_EXERCISE A_
Answer these questions from the report on Liu Xiaobo's death:
(i) What cause of death did the Shenyang legal bureau give?
(ii) For how many years was Liu jailed, and in what year?
(iii) How many online signatures did Charter 08 attract before it was deleted?
_EXERCISE B_
Please continue the report on Liu Xiaobo's death from its last sentence.

_READING PASSAGE_
Start of Block

Chinese Nobel Peace laureate Liu Xiaobo has died, the government of the northeastern Chinese city of Shenyang, where he was being treated for late-stage liver cancer, said today.

The Shenyang legal bureau said in a brief statement on its website that Liu had suffered multiple organ failure and efforts to save him had failed.

Liu, 61, was jailed for 11 years in 2009 for "inciting subversion of state power" after he helped write a petition known as "Charter 08" calling for sweeping political reforms.

He was recently moved from jail to a hospital in Shenyang.

Liu was the co-author of a pro-democracy manifesto called Charter 08, which attracted more than 10,000 signatures online before the authorities deleted the document from internet pages and chatrooms. He was awarded the Nobel Peace Prize in 2010, a year after he was sentenced to 11 years in prison for inciting subversion.

End of Block

_DATA_
Start of Block

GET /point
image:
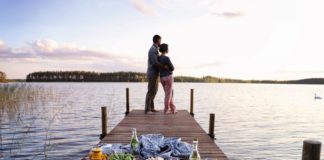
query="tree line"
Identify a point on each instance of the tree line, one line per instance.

End of Block

_ANSWER SECTION A_
(i) Multiple organ failure
(ii) 11 years, in 2009
(iii) More than 10,000

_ANSWER SECTION B_
Charter '08, issued in 2008, reflected an apparent shift in China at the time towards becoming more open to liberal ideals, said Beijing-based historian and political commentator Zhang Lifan. That changed when Xi Jinping came to power in 2013.

Carl von Ossietzky, a pacifist who died in 1938 in Nazi Germany's Berlin, was the last Nobel Peace Prize winner to live out his dying days under state surveillance.